What to produce >> Copy the entries that follow, exactly and completely.

Referring expression grounding data
----

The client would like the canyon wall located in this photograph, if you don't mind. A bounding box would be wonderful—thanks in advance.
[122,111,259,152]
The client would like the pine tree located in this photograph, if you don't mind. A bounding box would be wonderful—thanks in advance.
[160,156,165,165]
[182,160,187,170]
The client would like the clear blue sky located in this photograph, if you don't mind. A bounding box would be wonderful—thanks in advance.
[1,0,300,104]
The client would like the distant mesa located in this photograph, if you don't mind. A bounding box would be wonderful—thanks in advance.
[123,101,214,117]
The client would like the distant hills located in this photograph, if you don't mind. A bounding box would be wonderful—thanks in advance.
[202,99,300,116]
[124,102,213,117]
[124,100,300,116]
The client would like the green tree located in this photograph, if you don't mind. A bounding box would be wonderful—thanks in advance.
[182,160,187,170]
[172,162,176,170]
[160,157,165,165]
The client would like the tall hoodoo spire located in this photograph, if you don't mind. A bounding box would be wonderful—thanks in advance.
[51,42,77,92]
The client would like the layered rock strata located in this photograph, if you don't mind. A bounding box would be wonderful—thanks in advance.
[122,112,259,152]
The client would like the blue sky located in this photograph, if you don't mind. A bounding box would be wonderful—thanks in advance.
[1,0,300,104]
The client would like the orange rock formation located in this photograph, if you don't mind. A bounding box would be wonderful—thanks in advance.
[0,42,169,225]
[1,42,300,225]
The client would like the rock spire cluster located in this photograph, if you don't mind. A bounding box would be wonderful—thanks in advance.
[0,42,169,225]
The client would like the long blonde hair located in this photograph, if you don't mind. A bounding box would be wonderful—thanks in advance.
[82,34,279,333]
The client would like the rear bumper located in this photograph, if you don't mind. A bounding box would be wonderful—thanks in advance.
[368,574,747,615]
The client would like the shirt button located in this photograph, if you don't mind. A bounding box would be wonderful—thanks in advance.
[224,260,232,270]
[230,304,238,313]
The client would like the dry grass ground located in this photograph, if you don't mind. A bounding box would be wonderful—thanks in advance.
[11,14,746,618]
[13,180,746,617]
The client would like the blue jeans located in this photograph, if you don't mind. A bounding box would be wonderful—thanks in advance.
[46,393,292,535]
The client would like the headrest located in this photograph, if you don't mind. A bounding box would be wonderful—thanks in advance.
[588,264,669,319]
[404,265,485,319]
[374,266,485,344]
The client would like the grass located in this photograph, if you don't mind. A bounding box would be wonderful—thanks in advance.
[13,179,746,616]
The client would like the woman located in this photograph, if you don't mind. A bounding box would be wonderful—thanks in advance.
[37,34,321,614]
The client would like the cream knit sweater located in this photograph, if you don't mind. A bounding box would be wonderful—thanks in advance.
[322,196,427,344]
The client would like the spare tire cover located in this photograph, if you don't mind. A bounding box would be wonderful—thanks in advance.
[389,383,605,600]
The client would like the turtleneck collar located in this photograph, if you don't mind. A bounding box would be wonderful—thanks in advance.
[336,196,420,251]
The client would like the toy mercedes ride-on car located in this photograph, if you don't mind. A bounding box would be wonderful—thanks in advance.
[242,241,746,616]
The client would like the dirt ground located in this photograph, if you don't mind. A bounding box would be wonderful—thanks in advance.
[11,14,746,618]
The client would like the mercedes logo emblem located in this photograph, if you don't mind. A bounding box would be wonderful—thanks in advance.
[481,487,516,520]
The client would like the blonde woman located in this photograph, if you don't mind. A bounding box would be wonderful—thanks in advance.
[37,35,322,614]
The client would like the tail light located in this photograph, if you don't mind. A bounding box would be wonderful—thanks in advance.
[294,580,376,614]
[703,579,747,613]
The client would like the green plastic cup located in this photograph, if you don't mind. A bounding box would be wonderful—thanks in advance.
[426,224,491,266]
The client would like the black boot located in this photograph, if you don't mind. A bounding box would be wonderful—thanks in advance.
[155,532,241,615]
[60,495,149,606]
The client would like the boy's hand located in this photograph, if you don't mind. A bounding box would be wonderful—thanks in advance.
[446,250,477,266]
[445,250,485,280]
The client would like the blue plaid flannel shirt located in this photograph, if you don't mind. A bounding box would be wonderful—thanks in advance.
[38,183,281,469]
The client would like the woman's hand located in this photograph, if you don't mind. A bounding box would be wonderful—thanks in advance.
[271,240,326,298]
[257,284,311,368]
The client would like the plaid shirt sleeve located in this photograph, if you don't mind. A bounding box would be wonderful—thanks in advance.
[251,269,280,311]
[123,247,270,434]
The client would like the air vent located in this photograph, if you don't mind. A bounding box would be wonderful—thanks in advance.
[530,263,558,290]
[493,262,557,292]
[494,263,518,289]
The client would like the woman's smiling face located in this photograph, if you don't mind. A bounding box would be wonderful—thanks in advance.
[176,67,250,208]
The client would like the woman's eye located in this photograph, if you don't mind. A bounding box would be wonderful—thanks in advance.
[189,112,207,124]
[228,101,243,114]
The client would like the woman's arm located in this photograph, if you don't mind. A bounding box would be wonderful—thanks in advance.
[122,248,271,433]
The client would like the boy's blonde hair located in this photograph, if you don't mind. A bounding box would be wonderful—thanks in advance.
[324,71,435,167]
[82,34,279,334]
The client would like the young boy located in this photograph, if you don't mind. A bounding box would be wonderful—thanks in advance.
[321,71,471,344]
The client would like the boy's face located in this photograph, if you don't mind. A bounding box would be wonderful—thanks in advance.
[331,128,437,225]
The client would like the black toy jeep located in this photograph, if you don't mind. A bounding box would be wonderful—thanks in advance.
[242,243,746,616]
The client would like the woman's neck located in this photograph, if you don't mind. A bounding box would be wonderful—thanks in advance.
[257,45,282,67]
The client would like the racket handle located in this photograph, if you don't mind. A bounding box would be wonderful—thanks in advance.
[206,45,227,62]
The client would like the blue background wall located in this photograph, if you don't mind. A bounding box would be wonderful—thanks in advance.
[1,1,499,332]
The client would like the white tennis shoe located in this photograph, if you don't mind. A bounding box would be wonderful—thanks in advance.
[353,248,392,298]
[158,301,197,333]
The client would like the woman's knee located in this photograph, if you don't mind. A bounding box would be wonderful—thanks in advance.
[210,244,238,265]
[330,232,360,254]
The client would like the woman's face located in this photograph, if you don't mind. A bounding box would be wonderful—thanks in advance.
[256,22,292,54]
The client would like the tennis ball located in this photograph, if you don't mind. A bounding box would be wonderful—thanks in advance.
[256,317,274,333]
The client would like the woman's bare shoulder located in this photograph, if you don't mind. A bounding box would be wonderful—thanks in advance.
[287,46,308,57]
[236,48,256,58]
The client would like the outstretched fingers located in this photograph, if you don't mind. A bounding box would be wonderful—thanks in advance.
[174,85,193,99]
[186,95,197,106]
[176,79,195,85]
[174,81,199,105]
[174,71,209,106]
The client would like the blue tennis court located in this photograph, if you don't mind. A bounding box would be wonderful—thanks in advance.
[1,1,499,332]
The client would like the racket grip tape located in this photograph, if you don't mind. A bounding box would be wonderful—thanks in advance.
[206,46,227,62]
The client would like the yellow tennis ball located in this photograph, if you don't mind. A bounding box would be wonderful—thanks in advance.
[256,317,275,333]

----

Answer section >>
The client would like the canyon wall located in this photograph, if you don't mind. A bounding box would be wonderful—thanks in advance.
[122,111,259,152]
The client would like the pine tree located in this photograph, if you don't mind. A bounding box would be wonderful—thanks in advance.
[160,156,165,165]
[182,160,187,170]
The client would like the clear blue sky located in this photograph, if you don't mind. A bounding box would be wonderful—thanks in advance.
[1,0,300,104]
The client would like the distant mesa located in this photograph, if you don't mind. A bounding box would be wonderful—thanks in advance.
[123,101,214,117]
The client would like the distant hills located in this photograph, if you don't mind. A bounding box would be wonderful—thanks in advance.
[202,99,300,116]
[124,102,213,117]
[124,100,300,116]
The client would like the green tree located in this photograph, if you don't mind. A bounding box would be wonderful—thanks in advance.
[182,160,187,170]
[172,162,176,170]
[160,157,165,165]
The client would like the tall hoodoo spire located in this photograph, if you don't mind. A bounding box would be wonderful—thanks in advance.
[51,42,77,92]
The client would like the layered rock strata located in this photograph, if you don't mind. A bounding box would be wonderful—thanks in advance.
[122,112,259,152]
The client would like the blue sky located in this photograph, if you don't mind. A bounding box would be wonderful—thanks in advance.
[1,0,300,104]
The client would like the orange rock formation located in this photograph, if you don't mind. A bounding box would be wonderful—thanks in advance.
[0,42,169,225]
[1,42,300,225]
The client would like the rock spire cluster located in this photograph, if you don't mind. A bounding box would be wonderful—thanks in advance.
[0,42,169,225]
The client would like the long blonde hair located in this photograph, if you don't mind. A bounding box would be wonderful—thanks in advance.
[82,34,279,333]
The client would like the rear bumper located in this photograph, if you don't mind. A bounding box would be wonderful—thanks in advance.
[368,574,747,615]
The client would like the shirt button located in this photograph, if you don't mind. A bounding box would be wonderful—thanks in advance.
[224,260,232,270]
[230,304,238,313]
The client would like the dry grass ground located in this photograph, if you don't mind. A bounding box would be wonderful—thanks in advance.
[11,14,746,618]
[13,180,746,617]
The client would like the blue jeans located in this photograph, if you don't mind. A bounding box would be wonderful—thanks in advance.
[46,393,292,535]
The client would like the headrest located in this photograph, if you don't mind. A bounding box would be wonderful—thanks in advance.
[588,264,669,319]
[404,265,485,319]
[374,266,485,344]
The client would like the grass located in this photograph, if you don't mind. A bounding box would be wonderful—thanks in advance.
[13,179,746,616]
The client would like the woman located in this photograph, if you don't mind. A bounding box would be wonderful—thanks in advance.
[37,34,321,614]
The client would like the cream knit sweater located in this photograph, if you don't mind. A bounding box would be wonderful—thanks in advance.
[322,196,427,344]
The client would like the spare tire cover located in this photograph, if you don't mind. A bounding box would be wonderful—thanks in advance.
[389,383,605,600]
The client would like the turtleneck collar located in this photograph, if you don't mind. A bounding box would be wonderful—thanks in advance.
[336,196,420,251]
The client would like the toy mercedes ride-on car located in this photograph, if you don't mind. A bounding box would be wonderful—thanks in advance.
[242,241,746,616]
The client would like the dirt ground located in this photograph, if you don't mind. A bounding box would be wonderful—thanks in advance.
[11,14,746,618]
The client would like the mercedes logo emblem located in this photograph, if you don't mind. A bounding box would be wonderful—thanks in advance.
[481,487,516,520]
The client would like the blonde woman located in this photograph, if you don't mind. A bounding box would be wonderful—thanks in advance.
[37,35,322,614]
The client would like the tail light located in this photograph, if you don't mind. A bounding box would be wonderful—thanks in advance.
[294,580,376,614]
[703,579,747,613]
The client would like the green plastic cup located in this photograph, if you don't mind. A bounding box would be wonderful—thanks in advance.
[426,224,491,266]
The client would like the black boot located in this photograph, if you don't mind. A bounding box would be wonderful—thanks in advance.
[155,532,241,615]
[60,495,149,606]
The client would like the boy's hand located in this photograph, if you don't mind. A bounding box would be wonderful—thanks in advance.
[446,250,477,266]
[445,250,485,280]
The client would like the blue plaid flannel shirt located in this photograph, if you don't mind. A bounding box would be wonderful—thanks in advance.
[38,183,281,469]
The client would like the woman's hand located in this photograph, if you don't mind. A bounding box would be wonderful—thanks in advance.
[271,240,326,298]
[257,284,311,368]
The client would like the plaid shirt sleeve located in this photograph, if you don't mind. A bounding box would be wonderful—thanks in advance.
[251,269,280,311]
[123,247,270,434]
The client would like the air vent located in this photograph, if you don't mind. A bounding box would be wonderful—thanks in advance.
[530,263,558,290]
[493,262,557,292]
[494,263,518,289]
The client would like the woman's smiling face located in this photograph, if you don't mind. A bounding box would be wonderful—thanks in advance.
[176,67,250,208]
The client would like the woman's eye located in this photograph, if you don't mind. A bounding box would be wonderful—thanks in advance.
[189,112,207,124]
[228,101,243,114]
The client would like the woman's arm located in this photograph, if you don't mind. A bounding box would be wonderful—thanks in advance.
[122,248,271,433]
The client would like the boy's blonde hair located in this photograph, if you don't mind. A bounding box would be wonderful—thanks in advance.
[324,71,435,167]
[82,34,279,334]
The client would like the young boy located in this photograph, if you don't mind. A bounding box would be wonderful—thanks in advance.
[321,71,471,344]
The client would like the boy's face located in this photograph, if you don't mind. A bounding box would be wonderful—thanks in advance.
[331,128,437,225]
The client would like the black toy jeep located in this photograph, if you don't mind. A bounding box would be wonderful—thanks in advance.
[242,243,746,616]
The client would like the woman's neck located in this photograph, if you don't mind. A bounding box would be wonderful—thanks in advance.
[257,45,282,67]
The client would like the racket handle located in this photograph, if you don't mind. A bounding box would be wonderful—thanks in advance.
[206,45,227,62]
The client would like the blue background wall located in this photograph, if you don't mind. A bounding box would be wonderful—thanks in advance.
[1,1,499,332]
The client would like the white tennis shoe located in this photograph, if you don't mind. A bounding box would be wonderful—thanks in advance.
[353,248,392,298]
[158,301,197,333]
The client would like the woman's knee located in this photograph, if you don't mind. A bounding box would be wonderful—thanks in advance.
[210,244,238,265]
[330,232,360,254]
The client would like the woman's face located in this photograph, if you don't mind. A bounding box would be wonderful—thanks in advance.
[256,22,292,54]
The client would like the tennis ball located in this photograph, if you don't mind. A bounding box would be wonderful—thanks in advance.
[256,317,274,333]
The client would like the woman's bare shoulder located in this photograph, if you don't mind. A bounding box would be wonderful—thanks in advance.
[287,46,308,57]
[236,48,256,58]
The client would like the outstretched fingers located in this photograph, if you don't mind. A bounding box would be wonderful—thanks in advance.
[174,85,193,99]
[186,95,197,106]
[176,79,195,85]
[174,81,199,105]
[174,71,209,106]
The client would like the blue tennis court located in this photograph, if you don't mind. A bounding box would be wonderful—thanks in advance.
[1,1,499,332]
The client would like the racket grip tape located in this photograph, if you don't mind. A bounding box would be wonderful—thanks in advance.
[206,46,227,62]
The client would like the yellow tennis ball located in this photograph, if you don't mind. A bounding box would be wonderful—thanks in advance.
[256,317,275,333]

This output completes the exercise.